*** Begin section ***

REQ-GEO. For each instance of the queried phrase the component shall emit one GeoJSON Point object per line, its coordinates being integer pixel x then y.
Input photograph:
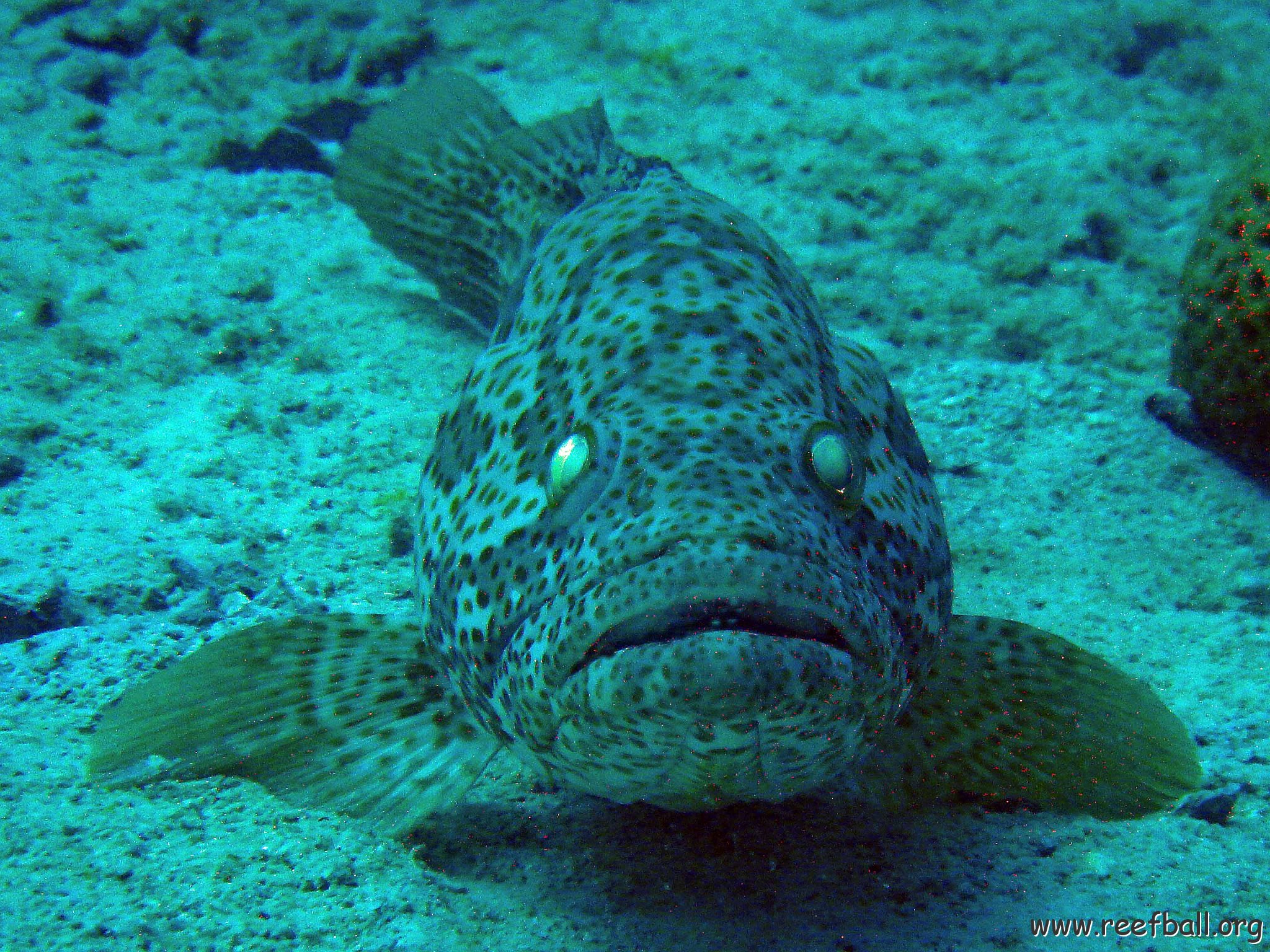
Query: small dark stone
{"type": "Point", "coordinates": [1046, 845]}
{"type": "Point", "coordinates": [54, 611]}
{"type": "Point", "coordinates": [126, 40]}
{"type": "Point", "coordinates": [1148, 40]}
{"type": "Point", "coordinates": [401, 536]}
{"type": "Point", "coordinates": [282, 150]}
{"type": "Point", "coordinates": [1213, 805]}
{"type": "Point", "coordinates": [397, 59]}
{"type": "Point", "coordinates": [12, 469]}
{"type": "Point", "coordinates": [331, 122]}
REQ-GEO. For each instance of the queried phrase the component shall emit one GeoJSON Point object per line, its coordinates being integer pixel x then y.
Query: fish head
{"type": "Point", "coordinates": [668, 551]}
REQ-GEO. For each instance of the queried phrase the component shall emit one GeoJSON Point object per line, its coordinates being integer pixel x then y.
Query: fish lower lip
{"type": "Point", "coordinates": [705, 616]}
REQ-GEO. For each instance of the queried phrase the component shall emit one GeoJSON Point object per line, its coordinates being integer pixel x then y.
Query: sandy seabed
{"type": "Point", "coordinates": [218, 394]}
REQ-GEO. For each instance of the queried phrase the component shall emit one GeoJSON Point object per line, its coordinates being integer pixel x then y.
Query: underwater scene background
{"type": "Point", "coordinates": [219, 392]}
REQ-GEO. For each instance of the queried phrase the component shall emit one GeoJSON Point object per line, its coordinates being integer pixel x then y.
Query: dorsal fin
{"type": "Point", "coordinates": [448, 182]}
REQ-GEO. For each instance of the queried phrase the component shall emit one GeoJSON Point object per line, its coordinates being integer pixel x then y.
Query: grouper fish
{"type": "Point", "coordinates": [671, 545]}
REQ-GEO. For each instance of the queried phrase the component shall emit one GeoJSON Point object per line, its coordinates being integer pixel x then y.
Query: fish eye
{"type": "Point", "coordinates": [569, 461]}
{"type": "Point", "coordinates": [828, 454]}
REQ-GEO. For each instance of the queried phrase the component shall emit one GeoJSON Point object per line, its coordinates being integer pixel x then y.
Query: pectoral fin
{"type": "Point", "coordinates": [1013, 712]}
{"type": "Point", "coordinates": [337, 711]}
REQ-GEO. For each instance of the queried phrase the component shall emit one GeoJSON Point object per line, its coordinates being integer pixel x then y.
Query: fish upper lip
{"type": "Point", "coordinates": [699, 616]}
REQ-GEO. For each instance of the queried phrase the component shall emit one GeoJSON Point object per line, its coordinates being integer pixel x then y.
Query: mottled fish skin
{"type": "Point", "coordinates": [671, 546]}
{"type": "Point", "coordinates": [666, 327]}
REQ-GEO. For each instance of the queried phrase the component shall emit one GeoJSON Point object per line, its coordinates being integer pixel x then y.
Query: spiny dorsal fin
{"type": "Point", "coordinates": [1013, 712]}
{"type": "Point", "coordinates": [337, 711]}
{"type": "Point", "coordinates": [446, 179]}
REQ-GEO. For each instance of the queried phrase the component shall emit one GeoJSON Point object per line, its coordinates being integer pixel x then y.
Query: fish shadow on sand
{"type": "Point", "coordinates": [750, 863]}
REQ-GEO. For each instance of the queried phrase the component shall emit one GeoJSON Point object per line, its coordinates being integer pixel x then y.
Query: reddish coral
{"type": "Point", "coordinates": [1221, 353]}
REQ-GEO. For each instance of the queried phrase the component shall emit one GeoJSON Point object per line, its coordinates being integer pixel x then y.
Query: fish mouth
{"type": "Point", "coordinates": [713, 615]}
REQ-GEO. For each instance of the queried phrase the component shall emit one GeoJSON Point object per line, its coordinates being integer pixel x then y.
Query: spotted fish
{"type": "Point", "coordinates": [671, 546]}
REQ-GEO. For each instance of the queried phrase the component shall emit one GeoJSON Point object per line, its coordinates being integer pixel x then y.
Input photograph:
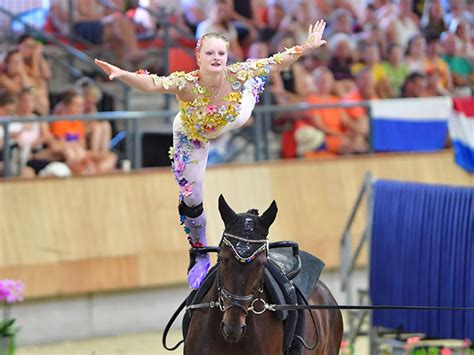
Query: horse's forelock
{"type": "Point", "coordinates": [240, 226]}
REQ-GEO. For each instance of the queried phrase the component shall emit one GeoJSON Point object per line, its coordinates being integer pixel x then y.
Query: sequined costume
{"type": "Point", "coordinates": [199, 121]}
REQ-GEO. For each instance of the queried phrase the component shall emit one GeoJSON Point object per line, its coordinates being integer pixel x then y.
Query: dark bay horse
{"type": "Point", "coordinates": [233, 328]}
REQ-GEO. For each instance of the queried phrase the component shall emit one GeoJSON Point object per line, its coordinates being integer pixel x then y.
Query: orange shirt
{"type": "Point", "coordinates": [331, 117]}
{"type": "Point", "coordinates": [61, 129]}
{"type": "Point", "coordinates": [356, 112]}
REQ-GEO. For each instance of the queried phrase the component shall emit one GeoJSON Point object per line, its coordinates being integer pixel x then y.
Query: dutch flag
{"type": "Point", "coordinates": [410, 124]}
{"type": "Point", "coordinates": [461, 131]}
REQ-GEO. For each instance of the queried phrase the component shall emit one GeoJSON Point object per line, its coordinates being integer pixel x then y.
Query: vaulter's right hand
{"type": "Point", "coordinates": [111, 70]}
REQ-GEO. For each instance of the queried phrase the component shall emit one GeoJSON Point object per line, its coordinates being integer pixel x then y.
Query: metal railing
{"type": "Point", "coordinates": [133, 141]}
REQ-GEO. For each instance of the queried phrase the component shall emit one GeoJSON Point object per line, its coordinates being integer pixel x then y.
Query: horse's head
{"type": "Point", "coordinates": [241, 262]}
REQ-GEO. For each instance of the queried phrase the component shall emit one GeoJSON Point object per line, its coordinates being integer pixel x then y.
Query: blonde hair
{"type": "Point", "coordinates": [211, 35]}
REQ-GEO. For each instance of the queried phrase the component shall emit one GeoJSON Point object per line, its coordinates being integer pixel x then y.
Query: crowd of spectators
{"type": "Point", "coordinates": [377, 49]}
{"type": "Point", "coordinates": [61, 147]}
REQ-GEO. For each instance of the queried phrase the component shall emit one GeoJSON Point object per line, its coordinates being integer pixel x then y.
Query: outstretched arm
{"type": "Point", "coordinates": [281, 61]}
{"type": "Point", "coordinates": [171, 84]}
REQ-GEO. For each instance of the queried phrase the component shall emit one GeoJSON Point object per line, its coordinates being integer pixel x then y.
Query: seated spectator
{"type": "Point", "coordinates": [14, 76]}
{"type": "Point", "coordinates": [432, 22]}
{"type": "Point", "coordinates": [363, 91]}
{"type": "Point", "coordinates": [436, 67]}
{"type": "Point", "coordinates": [373, 34]}
{"type": "Point", "coordinates": [401, 23]}
{"type": "Point", "coordinates": [32, 136]}
{"type": "Point", "coordinates": [274, 15]}
{"type": "Point", "coordinates": [8, 104]}
{"type": "Point", "coordinates": [292, 79]}
{"type": "Point", "coordinates": [415, 85]}
{"type": "Point", "coordinates": [371, 61]}
{"type": "Point", "coordinates": [37, 67]}
{"type": "Point", "coordinates": [219, 21]}
{"type": "Point", "coordinates": [245, 19]}
{"type": "Point", "coordinates": [99, 25]}
{"type": "Point", "coordinates": [297, 22]}
{"type": "Point", "coordinates": [458, 11]}
{"type": "Point", "coordinates": [72, 135]}
{"type": "Point", "coordinates": [462, 29]}
{"type": "Point", "coordinates": [194, 12]}
{"type": "Point", "coordinates": [461, 69]}
{"type": "Point", "coordinates": [341, 61]}
{"type": "Point", "coordinates": [416, 54]}
{"type": "Point", "coordinates": [396, 70]}
{"type": "Point", "coordinates": [334, 122]}
{"type": "Point", "coordinates": [98, 133]}
{"type": "Point", "coordinates": [341, 21]}
{"type": "Point", "coordinates": [146, 16]}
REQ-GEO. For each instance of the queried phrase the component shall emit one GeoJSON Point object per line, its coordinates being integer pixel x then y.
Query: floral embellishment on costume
{"type": "Point", "coordinates": [242, 75]}
{"type": "Point", "coordinates": [296, 50]}
{"type": "Point", "coordinates": [234, 97]}
{"type": "Point", "coordinates": [142, 71]}
{"type": "Point", "coordinates": [176, 78]}
{"type": "Point", "coordinates": [180, 156]}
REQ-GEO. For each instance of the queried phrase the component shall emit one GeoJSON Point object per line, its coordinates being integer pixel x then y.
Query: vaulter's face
{"type": "Point", "coordinates": [213, 55]}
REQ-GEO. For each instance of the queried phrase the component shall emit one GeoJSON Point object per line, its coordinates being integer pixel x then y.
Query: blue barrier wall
{"type": "Point", "coordinates": [422, 253]}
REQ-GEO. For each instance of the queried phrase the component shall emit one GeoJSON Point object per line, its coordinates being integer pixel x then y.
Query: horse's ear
{"type": "Point", "coordinates": [268, 217]}
{"type": "Point", "coordinates": [227, 214]}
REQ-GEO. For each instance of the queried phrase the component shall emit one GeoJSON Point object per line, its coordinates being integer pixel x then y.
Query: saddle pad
{"type": "Point", "coordinates": [311, 268]}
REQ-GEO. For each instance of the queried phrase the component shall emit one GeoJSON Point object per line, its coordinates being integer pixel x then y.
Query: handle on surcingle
{"type": "Point", "coordinates": [296, 254]}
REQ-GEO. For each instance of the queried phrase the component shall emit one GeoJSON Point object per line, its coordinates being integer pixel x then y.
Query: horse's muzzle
{"type": "Point", "coordinates": [232, 334]}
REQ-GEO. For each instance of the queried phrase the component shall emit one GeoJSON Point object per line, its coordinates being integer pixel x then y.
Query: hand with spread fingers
{"type": "Point", "coordinates": [315, 35]}
{"type": "Point", "coordinates": [111, 70]}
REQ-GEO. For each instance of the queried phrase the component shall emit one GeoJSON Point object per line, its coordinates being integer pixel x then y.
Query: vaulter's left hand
{"type": "Point", "coordinates": [315, 34]}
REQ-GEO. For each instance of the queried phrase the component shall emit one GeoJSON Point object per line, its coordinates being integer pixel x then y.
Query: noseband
{"type": "Point", "coordinates": [225, 295]}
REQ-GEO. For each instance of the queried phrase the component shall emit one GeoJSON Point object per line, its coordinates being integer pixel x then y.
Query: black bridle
{"type": "Point", "coordinates": [227, 299]}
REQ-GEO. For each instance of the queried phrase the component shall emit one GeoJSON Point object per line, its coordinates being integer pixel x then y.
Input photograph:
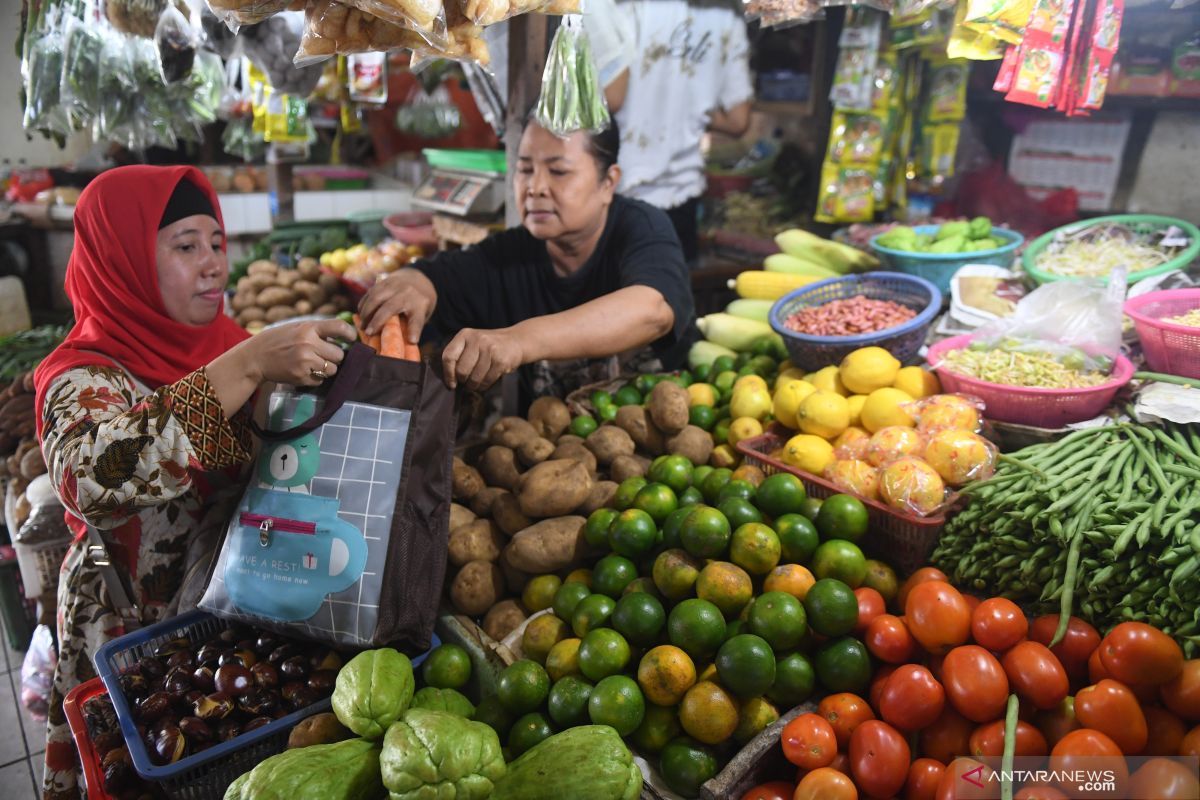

*** End section ***

How to complete this task: Give back word for word the lines from the one containing "Query: black bridle" through the final line of the data above. Pictures are to be left out.

Response to this task:
Query: black bridle
{"type": "Point", "coordinates": [227, 299]}
REQ-GEO. For each instance of the queried phrase the component shall emit one GeoJSON Point object per line, its coordinates being integer pixel x then y.
Input photograph:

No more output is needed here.